**Do this**: Copy the data below word for word, starting at the line that contains "Can you see the thin" and continuing through the end of the data.

**Data provided**:
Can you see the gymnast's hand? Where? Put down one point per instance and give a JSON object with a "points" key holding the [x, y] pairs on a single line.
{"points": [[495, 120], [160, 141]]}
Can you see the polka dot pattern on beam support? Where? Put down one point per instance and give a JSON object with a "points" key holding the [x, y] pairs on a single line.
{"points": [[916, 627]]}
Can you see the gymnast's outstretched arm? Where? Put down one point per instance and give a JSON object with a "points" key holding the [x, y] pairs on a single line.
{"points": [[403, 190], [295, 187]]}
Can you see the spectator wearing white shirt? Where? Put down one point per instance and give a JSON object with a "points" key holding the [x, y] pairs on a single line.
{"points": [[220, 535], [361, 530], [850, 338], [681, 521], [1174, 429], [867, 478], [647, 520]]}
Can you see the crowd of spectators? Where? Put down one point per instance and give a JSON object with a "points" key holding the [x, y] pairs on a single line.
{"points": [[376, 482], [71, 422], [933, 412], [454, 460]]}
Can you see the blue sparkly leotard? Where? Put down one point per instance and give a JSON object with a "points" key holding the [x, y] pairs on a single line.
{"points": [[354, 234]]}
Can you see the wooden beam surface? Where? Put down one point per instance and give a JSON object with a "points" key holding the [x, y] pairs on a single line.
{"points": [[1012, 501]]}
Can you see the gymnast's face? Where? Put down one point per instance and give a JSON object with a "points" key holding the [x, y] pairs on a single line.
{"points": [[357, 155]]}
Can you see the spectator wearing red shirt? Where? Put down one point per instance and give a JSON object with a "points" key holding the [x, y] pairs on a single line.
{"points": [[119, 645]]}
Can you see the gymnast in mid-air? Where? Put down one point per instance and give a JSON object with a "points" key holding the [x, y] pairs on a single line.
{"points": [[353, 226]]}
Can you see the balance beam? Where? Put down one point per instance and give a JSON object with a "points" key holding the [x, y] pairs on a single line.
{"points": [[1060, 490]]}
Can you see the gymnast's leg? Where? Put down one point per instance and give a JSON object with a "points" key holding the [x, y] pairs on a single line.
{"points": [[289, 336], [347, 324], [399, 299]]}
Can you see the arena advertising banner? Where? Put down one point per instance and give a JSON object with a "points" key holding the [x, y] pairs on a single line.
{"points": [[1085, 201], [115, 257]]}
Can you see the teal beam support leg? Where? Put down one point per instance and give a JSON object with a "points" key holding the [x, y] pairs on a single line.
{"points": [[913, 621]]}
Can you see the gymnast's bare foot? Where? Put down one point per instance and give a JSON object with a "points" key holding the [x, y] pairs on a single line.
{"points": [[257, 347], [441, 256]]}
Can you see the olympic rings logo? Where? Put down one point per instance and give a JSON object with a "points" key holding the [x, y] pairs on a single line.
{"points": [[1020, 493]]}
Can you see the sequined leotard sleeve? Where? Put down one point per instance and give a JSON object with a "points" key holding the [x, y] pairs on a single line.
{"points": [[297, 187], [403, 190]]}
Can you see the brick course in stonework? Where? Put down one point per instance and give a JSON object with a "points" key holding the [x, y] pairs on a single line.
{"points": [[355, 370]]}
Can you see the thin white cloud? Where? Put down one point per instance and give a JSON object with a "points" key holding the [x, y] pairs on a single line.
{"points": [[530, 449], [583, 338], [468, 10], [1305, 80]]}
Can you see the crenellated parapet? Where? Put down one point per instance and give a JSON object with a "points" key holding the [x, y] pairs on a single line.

**Worked answer**:
Can you see the thin white cloud? Where? Put down one point per instance and give a JSON object with a "points" key holding the [x, y] pairs on a single line.
{"points": [[530, 449], [583, 338], [468, 10], [1305, 80]]}
Can you see the crenellated parapet? Where? Put down one point per instance and give a JSON object with a "points" key holding the [x, y] pairs on a single line.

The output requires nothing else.